Stored data
★ ★ ★ ★ ★

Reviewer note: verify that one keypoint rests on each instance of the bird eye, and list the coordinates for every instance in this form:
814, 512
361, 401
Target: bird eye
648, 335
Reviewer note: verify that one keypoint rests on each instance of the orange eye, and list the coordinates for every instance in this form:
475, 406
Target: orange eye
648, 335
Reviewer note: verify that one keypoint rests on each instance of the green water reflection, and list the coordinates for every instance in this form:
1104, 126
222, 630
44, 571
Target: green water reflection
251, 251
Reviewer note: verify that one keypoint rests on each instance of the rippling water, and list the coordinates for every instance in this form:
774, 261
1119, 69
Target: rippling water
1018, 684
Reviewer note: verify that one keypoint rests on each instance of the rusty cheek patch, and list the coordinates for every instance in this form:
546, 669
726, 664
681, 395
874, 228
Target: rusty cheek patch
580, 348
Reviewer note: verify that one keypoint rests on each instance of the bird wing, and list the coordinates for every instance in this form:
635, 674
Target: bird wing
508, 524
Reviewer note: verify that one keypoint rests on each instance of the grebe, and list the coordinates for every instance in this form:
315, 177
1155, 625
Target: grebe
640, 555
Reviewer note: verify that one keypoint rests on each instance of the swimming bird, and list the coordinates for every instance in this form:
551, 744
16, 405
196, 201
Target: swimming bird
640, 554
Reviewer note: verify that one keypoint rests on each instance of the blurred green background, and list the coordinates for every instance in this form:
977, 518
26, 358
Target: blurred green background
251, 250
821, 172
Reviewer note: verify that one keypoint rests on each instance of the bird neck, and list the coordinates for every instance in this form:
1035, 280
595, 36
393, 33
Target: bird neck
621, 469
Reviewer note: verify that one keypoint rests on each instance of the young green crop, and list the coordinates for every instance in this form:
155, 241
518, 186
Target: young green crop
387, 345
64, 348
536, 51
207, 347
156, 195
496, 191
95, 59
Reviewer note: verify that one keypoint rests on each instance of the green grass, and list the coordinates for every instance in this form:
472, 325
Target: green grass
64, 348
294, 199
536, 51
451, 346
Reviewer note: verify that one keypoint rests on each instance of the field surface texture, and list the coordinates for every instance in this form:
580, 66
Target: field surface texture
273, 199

★ ★ ★ ★ ★

— Problem to solve —
Copy every one of the records above line for line, with no changes.

— Exercise response —
Reviewer note: verify that one keypoint rests on each instance of the bird eye, and list the coordinates for every instance in this form:
814, 512
361, 401
Target: bird eye
648, 335
Reviewer note: verify that one keypoint rests on each instance of the orange eye, and list the coordinates for every instance in this form:
475, 406
Target: orange eye
648, 335
Reviewer note: verify that one keypoint rests on each instance of the green water reflection, and list the coordinates for every instance in this form:
1104, 126
222, 630
44, 571
Target: green water reflection
251, 251
Reviewer note: verify that one keypoint rests on each instance of the rippling water, and list the coordinates for every instance in this form:
774, 261
1119, 69
Target: rippling water
1018, 684
Reviewer note: verify that one keypoint rests on each instance of the rusty cheek patch, and list the coordinates for every instance in this form:
546, 669
726, 664
681, 395
874, 228
Target: rusty cheek patch
580, 348
Reviewer note: verify that one keypoint rests on each instance of the bird wing, and list the coordinates for every instance in this form:
635, 674
Target: bird wing
508, 524
Reviewer note: verify that one keypoint rests on each instance of the grebe, and list the coordinates for every instance in this form:
315, 177
1155, 625
Target: grebe
640, 555
Reviewer note: verify that one keypoint rests on each instance of the swimming bird, and list the coordinates for every instance in this form:
551, 744
16, 405
196, 201
Target: swimming bird
640, 554
Reviewer note: verify that one keypoint rests on each instance of the blurred green background, and list the coordinates for every instance in this form:
977, 518
26, 358
Target: blurred green background
251, 250
821, 172
Reviewer note: verify that one keypoint rests on each instance of the bird neck, and list the coordinates for every instance in this form:
1035, 280
595, 36
393, 33
Target: bird neck
621, 469
Reviewer note: verify that one keypoint rests on each instance of the young green crop, and list the coordinates for every instance in this form:
155, 241
518, 186
Target: young green crop
387, 345
64, 348
536, 51
207, 347
156, 195
496, 191
95, 59
Reviewer note: verify that one keypoint rests on each instance of the green grass, and list the coordinates for every instance in this form:
472, 325
Target: green grass
64, 348
294, 199
536, 51
451, 346
Reviewer note: verify that one keypoint rests on each instance of the field surface texture, and list the coordinates for every instance in this form:
580, 66
Target: field surface texture
273, 199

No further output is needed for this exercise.